Do this - Please reproduce the following lines word for word, everything from the line containing "segment --target=green lily pad" down to the line containing "153), (459, 153)]]", with both of those lines included.

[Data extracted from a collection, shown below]
+++

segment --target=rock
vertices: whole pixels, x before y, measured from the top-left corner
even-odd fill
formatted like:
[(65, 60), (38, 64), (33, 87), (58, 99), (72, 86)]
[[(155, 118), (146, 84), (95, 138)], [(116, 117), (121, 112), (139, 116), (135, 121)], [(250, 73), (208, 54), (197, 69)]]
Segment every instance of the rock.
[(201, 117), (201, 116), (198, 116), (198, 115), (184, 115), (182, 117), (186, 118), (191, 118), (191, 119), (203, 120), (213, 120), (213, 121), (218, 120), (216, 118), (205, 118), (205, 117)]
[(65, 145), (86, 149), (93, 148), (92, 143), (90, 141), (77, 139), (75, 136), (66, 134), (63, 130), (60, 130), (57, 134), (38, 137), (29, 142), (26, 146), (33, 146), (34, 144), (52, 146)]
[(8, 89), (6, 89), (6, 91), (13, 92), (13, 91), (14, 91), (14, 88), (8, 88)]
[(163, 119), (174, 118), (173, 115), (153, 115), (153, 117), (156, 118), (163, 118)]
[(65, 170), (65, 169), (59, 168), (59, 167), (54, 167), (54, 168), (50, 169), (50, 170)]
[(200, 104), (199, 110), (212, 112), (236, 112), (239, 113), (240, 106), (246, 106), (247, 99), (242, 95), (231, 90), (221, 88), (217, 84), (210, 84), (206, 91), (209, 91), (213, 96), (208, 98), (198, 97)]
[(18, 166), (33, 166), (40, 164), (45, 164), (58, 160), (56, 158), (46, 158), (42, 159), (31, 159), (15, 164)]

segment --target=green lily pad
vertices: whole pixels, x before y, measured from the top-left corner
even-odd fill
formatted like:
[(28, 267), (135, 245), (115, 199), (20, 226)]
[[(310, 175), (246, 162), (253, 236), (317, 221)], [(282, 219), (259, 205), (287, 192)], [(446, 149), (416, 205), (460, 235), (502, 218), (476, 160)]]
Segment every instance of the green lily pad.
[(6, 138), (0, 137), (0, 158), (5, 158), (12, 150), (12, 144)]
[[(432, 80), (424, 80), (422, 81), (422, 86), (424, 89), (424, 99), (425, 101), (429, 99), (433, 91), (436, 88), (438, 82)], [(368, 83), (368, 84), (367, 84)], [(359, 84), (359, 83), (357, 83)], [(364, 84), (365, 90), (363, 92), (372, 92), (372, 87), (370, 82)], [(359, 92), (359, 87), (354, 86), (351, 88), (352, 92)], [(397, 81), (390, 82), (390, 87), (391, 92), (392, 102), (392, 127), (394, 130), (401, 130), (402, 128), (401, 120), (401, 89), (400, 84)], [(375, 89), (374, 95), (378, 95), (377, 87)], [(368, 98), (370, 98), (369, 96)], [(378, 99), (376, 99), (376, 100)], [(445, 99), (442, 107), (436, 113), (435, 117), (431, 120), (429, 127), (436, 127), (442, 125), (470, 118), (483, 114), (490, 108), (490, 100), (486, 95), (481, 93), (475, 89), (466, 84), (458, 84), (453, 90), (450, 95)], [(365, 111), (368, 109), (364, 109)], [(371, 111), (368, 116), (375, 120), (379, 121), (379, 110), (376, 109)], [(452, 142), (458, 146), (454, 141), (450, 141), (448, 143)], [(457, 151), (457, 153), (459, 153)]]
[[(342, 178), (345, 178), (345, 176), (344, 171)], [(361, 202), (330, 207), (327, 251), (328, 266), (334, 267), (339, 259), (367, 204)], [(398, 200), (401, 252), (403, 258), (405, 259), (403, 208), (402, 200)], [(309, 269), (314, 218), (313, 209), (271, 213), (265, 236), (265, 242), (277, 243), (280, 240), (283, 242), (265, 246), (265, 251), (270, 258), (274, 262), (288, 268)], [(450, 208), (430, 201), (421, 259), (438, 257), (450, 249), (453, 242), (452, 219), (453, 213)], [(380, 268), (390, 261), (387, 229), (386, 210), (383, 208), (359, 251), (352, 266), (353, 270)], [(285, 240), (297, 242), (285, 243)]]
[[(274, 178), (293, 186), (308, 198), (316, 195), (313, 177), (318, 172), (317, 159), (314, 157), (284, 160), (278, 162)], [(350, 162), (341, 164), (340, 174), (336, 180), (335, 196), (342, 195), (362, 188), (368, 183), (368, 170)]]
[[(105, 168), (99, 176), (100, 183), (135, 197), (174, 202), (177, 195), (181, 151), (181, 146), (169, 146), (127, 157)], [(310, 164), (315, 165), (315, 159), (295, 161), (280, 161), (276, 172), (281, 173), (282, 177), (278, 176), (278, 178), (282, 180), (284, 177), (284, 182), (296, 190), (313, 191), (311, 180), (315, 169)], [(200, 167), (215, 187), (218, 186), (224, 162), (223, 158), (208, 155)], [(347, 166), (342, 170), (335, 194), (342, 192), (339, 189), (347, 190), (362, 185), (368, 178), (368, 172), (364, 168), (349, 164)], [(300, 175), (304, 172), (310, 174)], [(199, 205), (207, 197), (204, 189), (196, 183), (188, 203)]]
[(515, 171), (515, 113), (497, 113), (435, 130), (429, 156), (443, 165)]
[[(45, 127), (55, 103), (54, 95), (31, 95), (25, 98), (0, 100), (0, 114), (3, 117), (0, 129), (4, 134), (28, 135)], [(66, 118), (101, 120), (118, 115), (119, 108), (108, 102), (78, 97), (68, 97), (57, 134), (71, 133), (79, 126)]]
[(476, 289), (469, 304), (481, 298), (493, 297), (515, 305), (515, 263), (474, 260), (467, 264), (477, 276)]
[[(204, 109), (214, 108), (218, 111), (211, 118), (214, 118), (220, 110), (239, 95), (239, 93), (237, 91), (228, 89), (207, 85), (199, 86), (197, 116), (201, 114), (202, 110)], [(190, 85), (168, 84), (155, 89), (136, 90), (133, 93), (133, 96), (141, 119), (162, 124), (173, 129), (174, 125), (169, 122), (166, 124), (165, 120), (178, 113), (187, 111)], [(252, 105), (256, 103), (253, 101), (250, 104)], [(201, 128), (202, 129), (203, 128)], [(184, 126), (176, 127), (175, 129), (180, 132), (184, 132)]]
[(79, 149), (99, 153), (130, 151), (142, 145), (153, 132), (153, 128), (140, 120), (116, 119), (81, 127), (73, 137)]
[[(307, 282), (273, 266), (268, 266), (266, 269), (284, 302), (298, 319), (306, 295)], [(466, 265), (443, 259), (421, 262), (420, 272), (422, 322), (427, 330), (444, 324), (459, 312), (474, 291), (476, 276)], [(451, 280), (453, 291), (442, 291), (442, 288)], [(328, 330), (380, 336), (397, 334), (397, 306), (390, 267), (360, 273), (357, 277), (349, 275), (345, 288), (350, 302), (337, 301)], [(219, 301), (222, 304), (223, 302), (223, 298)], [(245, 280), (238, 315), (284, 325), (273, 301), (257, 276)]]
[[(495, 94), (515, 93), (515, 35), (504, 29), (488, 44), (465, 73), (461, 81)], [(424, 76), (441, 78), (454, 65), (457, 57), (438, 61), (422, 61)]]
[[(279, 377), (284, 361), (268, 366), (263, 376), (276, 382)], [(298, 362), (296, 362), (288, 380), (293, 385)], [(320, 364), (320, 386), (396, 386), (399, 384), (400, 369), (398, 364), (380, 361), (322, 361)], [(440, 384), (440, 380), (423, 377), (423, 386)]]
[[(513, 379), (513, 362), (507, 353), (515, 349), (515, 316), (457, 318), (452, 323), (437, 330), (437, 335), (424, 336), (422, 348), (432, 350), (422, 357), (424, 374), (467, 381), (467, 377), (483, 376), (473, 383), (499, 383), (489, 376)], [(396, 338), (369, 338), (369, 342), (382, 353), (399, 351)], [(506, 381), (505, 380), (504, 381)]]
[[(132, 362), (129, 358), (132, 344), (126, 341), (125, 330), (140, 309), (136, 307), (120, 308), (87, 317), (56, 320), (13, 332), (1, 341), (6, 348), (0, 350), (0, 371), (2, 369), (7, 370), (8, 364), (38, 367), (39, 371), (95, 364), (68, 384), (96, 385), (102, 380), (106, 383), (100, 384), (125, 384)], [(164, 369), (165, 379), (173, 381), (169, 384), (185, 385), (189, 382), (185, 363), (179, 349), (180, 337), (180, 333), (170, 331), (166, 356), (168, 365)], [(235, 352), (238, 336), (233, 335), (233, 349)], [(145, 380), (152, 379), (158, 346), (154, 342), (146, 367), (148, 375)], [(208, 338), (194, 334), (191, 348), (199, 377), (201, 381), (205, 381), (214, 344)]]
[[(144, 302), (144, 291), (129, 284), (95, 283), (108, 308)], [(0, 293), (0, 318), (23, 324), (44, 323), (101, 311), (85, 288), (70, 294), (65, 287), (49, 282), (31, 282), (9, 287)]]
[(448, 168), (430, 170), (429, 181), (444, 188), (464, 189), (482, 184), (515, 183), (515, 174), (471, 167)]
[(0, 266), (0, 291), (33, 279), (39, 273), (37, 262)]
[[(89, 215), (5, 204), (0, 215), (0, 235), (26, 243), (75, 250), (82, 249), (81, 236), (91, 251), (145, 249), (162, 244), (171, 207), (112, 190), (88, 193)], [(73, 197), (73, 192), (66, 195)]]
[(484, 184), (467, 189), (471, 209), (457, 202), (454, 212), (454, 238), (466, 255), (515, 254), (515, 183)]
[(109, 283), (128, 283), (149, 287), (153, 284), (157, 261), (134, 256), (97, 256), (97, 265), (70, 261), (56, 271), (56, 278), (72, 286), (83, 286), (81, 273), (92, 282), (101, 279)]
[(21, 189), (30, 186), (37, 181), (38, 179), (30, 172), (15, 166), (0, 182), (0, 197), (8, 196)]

+++

Output below -
segment --target=green lily pad
vertices: whole pixels, x before y, measured from the top-left corner
even-odd fill
formatted like:
[(28, 267), (135, 245), (115, 199), (20, 226)]
[[(310, 175), (246, 162), (253, 236), (317, 221)], [(282, 219), (259, 205), (287, 192)], [(446, 149), (416, 205), (460, 235), (502, 218), (476, 160)]]
Segment every instance of the green lily pad.
[(6, 138), (0, 137), (0, 158), (5, 158), (12, 150), (12, 144)]
[[(432, 80), (424, 80), (422, 81), (422, 86), (424, 89), (424, 99), (425, 101), (429, 99), (433, 91), (436, 88), (438, 82)], [(368, 83), (368, 84), (367, 84)], [(359, 84), (359, 83), (357, 83)], [(364, 84), (365, 90), (363, 92), (372, 92), (372, 87), (370, 82)], [(359, 92), (359, 87), (354, 86), (351, 88), (352, 92)], [(397, 81), (390, 82), (390, 87), (391, 92), (392, 102), (392, 127), (394, 130), (401, 130), (402, 128), (401, 120), (401, 89), (400, 84)], [(375, 89), (374, 95), (378, 95), (377, 87)], [(368, 98), (370, 98), (369, 96)], [(378, 99), (376, 99), (376, 100)], [(445, 99), (442, 107), (436, 113), (435, 117), (431, 120), (429, 127), (436, 127), (442, 125), (470, 118), (483, 114), (490, 108), (490, 100), (486, 95), (481, 93), (475, 89), (466, 84), (458, 84), (453, 90), (450, 95)], [(365, 111), (368, 109), (364, 109)], [(371, 111), (368, 116), (375, 120), (379, 121), (379, 110), (376, 109)], [(452, 142), (458, 146), (454, 141), (450, 141), (448, 143)], [(457, 151), (457, 153), (459, 153)]]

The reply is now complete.